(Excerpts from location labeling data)
□ □ □ □
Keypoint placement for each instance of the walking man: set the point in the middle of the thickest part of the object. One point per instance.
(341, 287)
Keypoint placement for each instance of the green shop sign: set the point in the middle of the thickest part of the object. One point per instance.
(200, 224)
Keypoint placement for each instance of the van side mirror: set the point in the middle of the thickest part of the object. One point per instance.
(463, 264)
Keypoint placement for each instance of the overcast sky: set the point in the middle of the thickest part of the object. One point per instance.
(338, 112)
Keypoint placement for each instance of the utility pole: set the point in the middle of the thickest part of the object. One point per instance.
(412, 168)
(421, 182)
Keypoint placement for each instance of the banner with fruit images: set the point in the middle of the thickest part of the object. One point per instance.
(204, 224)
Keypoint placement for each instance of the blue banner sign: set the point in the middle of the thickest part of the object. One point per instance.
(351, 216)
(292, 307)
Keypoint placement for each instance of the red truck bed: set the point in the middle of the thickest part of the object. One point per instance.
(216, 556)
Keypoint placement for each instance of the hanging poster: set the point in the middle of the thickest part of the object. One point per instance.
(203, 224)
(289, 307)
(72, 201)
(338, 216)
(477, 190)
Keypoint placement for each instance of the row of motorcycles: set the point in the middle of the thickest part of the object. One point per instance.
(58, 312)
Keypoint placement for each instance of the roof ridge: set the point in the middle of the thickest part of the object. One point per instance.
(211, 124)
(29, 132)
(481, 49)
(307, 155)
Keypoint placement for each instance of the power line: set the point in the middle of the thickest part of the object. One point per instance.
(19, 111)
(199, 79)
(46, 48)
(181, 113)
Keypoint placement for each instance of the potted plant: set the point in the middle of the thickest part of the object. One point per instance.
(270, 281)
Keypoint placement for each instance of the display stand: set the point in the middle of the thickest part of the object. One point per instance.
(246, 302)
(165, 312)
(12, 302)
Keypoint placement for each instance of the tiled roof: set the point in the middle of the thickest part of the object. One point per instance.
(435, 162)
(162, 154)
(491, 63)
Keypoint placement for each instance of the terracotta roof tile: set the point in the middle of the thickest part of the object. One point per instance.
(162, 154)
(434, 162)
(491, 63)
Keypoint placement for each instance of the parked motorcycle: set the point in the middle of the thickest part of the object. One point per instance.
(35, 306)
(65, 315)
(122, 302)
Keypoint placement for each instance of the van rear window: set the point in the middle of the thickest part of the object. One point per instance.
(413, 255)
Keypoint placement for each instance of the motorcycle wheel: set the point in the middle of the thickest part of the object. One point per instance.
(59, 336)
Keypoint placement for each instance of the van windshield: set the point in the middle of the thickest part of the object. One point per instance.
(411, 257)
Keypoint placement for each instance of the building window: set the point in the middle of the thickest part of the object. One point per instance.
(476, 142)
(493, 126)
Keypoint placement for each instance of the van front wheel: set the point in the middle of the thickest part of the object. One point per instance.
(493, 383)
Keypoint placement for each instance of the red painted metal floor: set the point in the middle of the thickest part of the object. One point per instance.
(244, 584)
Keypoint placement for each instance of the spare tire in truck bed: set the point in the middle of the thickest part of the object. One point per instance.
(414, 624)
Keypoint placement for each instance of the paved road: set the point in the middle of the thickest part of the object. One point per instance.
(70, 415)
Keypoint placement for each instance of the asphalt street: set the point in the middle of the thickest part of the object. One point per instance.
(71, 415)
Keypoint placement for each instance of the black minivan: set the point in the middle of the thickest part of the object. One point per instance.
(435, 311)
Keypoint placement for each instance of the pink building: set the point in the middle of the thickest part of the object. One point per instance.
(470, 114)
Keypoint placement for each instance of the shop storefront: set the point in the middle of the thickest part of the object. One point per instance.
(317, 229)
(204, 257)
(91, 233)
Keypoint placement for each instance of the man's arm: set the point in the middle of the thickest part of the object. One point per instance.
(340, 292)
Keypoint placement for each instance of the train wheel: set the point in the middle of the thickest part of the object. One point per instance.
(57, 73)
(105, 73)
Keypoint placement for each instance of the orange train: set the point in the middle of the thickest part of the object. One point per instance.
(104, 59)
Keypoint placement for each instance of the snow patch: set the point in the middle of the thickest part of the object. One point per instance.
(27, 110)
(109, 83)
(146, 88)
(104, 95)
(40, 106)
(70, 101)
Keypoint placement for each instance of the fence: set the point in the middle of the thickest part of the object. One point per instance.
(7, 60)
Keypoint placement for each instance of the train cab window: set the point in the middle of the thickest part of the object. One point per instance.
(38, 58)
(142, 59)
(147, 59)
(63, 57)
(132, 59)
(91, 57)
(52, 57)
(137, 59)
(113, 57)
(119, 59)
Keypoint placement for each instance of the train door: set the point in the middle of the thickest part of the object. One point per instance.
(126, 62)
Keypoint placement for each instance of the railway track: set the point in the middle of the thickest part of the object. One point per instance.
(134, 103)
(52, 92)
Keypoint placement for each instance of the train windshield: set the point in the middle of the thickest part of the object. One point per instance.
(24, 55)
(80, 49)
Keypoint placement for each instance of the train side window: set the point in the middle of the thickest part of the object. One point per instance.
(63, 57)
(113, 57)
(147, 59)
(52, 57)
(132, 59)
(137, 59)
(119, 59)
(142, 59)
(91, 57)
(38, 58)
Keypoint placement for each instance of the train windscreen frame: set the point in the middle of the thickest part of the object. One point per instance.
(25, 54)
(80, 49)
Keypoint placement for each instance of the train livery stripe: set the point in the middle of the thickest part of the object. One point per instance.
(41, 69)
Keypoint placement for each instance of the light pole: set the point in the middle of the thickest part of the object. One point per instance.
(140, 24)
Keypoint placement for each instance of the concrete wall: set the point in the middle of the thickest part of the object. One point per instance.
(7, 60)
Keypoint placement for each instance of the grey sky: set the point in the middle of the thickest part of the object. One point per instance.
□ □ □ □
Copy out all of the records above word for word, keeping every line in the same order.

Keypoint placement for each instance of the walking man: set the point in the middle of the thickest part of the object. One point per instance.
(341, 287)
Keypoint placement for each instance of the green shop sign: set the point in the middle of the thickest part of the object. One point per instance.
(200, 224)
Keypoint placement for each instance of the van side mirror: set the point in the middle of the thickest part of the object. One point per instance.
(463, 264)
Keypoint placement for each instance of the overcast sky: set the point in the middle of the thickest part of the object. One point per instance.
(338, 112)
Keypoint placement for each instance of the utility pole: set the point in the middle of the thickest part of the object. One point per instance.
(412, 168)
(421, 182)
Keypoint placement for each instance of the banner with fruit images: set the point in the middle of the thickest part of the object. One point per instance.
(204, 224)
Keypoint placement for each instance of the blue banner sign: set the point in the middle of the thickest part of the object. One point per instance.
(351, 216)
(292, 307)
Keypoint placement for each instance of the red truck bed: set the point in the middle of the thickest part of the object. One point per instance.
(216, 556)
Keypoint placement for each instance of the hanging poster: set the point in the middle of the thickest part of the object. One point per instance.
(203, 224)
(289, 307)
(72, 201)
(338, 216)
(477, 190)
Keypoint placement for each instance of the row of motorcycles: set the point in the middle of the thickest part of the object. One point per instance.
(58, 312)
Keypoint placement for each instance of the roof ridge: set the point in the middle of the thickest part of the object. One point per instance.
(211, 124)
(29, 132)
(481, 49)
(307, 155)
Keypoint placement for each instance of the power line: set the point in the middle of the thickest part of the object. One point per instance.
(19, 111)
(199, 79)
(46, 48)
(181, 113)
Keypoint placement for each instance of the potted plant: set the point in the middle of the thickest part of the object. One point per instance.
(270, 281)
Keypoint placement for each instance of the display stand: set the point in the middle of the thickest part of the object. One point per instance.
(246, 302)
(165, 312)
(12, 302)
Keypoint placement for each instance of the tiled roof: set the point in the middle of the thickest part of the object. One point per instance.
(435, 162)
(162, 154)
(491, 63)
Keypoint placement for each instance of the terracotta roof tile: set the point in the middle of the thickest part of the object. One point per instance.
(162, 154)
(434, 162)
(491, 63)
Keypoint placement for each instance of the parked motorcycle: set the point in the middle of the thickest part of the object. One point per instance.
(35, 306)
(65, 315)
(122, 302)
Keypoint placement for each instance of the van rear window: set the point in the middle of the thickest part of the object. One point per instance.
(413, 255)
Keypoint placement for each instance of the motorcycle wheel: set the point in the middle of the thickest part of the object. One point per instance.
(59, 336)
Keypoint placement for each instance of the van windshield: set the point in the middle of the thickest part of the object. One point per instance.
(411, 257)
Keypoint placement for each instance of the building window: set the point in the middle of the thickest part of the object. One point per instance.
(476, 142)
(493, 126)
Keypoint placement for each instance of the van front wheel: set the point in the middle of the thickest part of the object. One point per instance.
(493, 383)
Keypoint placement for each instance of the red painted metal floor: set the point in the middle of the thickest part of the object. One point per instance.
(244, 584)
Keypoint placement for each instance of the spare tire in truck bed: set the point in the middle of the thickest part of the object. One point per instance.
(414, 624)
Keypoint placement for each instance of the paved road: set the point in the middle of the thickest part of the object. One point per instance.
(70, 415)
Keypoint placement for each instance of the asphalt street: set the point in the middle of the thickest part of the object. One point per instance.
(71, 415)
Keypoint placement for each instance of the black minivan: set the point in the middle of the thickest part of the object. One point per instance.
(435, 311)
Keypoint placement for each instance of the pink building: set the point in the middle of the thickest part of the object. One point per instance.
(470, 114)
Keypoint placement for each instance of the shop storefront: set the point in the middle of the thickest part of the object. One point per instance.
(317, 229)
(204, 257)
(91, 233)
Keypoint placement for each instance of the man's arm: set the point in the middle of the thickest part of the object. One point per instance.
(340, 292)
Keypoint placement for each instance of the train wheel: set the point in the middle of the thickest part of the object. One point per instance.
(57, 73)
(105, 73)
Keypoint placement for each instance of the orange train: set the point in the middle of the thickest part of the object. One point per instance.
(104, 59)
Keypoint placement for each instance of the snow patch: set the point in the middle of the thickest part of the object. One point per instance.
(27, 110)
(109, 83)
(146, 88)
(104, 95)
(40, 106)
(70, 101)
Keypoint placement for each instance of the fence: set the point in the middle of the thickest part of the object. One point per instance.
(7, 60)
Keypoint placement for each instance of the train cab window: set the point in the middle of the thickest part of the object. One point per instance.
(38, 58)
(142, 59)
(147, 59)
(63, 57)
(132, 59)
(91, 57)
(52, 57)
(137, 59)
(113, 57)
(119, 59)
Keypoint placement for each instance of the train door: set the point in the middle of the thickest part of the object. One point per instance.
(126, 62)
Keypoint placement for each instance of the railway track: set the point in the middle of the thickest part of the object. One point per instance.
(134, 103)
(52, 92)
Keypoint placement for each instance of the train windshield: set the point in the middle of the thickest part of the object. One point per instance.
(24, 55)
(80, 49)
Keypoint placement for each instance of the train side window: set the point in the middle of the thickest part of the object. One point per instance.
(63, 57)
(113, 57)
(147, 59)
(52, 57)
(132, 59)
(137, 59)
(119, 59)
(142, 59)
(91, 57)
(38, 58)
Keypoint placement for each instance of the train windscreen frame: set the point in the middle of the thickest part of the object. One point per instance.
(25, 54)
(80, 49)
Keypoint placement for each instance of the train livery stripe: set the point in the middle of the thickest part of the object. One point per instance.
(41, 69)
Keypoint placement for each instance of the light pole: set the point in the middle of the thickest part of the object. One point per instance.
(140, 24)
Keypoint placement for each instance of the concrete wall: set the point in the middle of the thickest part of the object. One point per instance.
(7, 60)
Keypoint placement for each instance of the grey sky: set the point in the middle of the thickest part of the object. One point per instance.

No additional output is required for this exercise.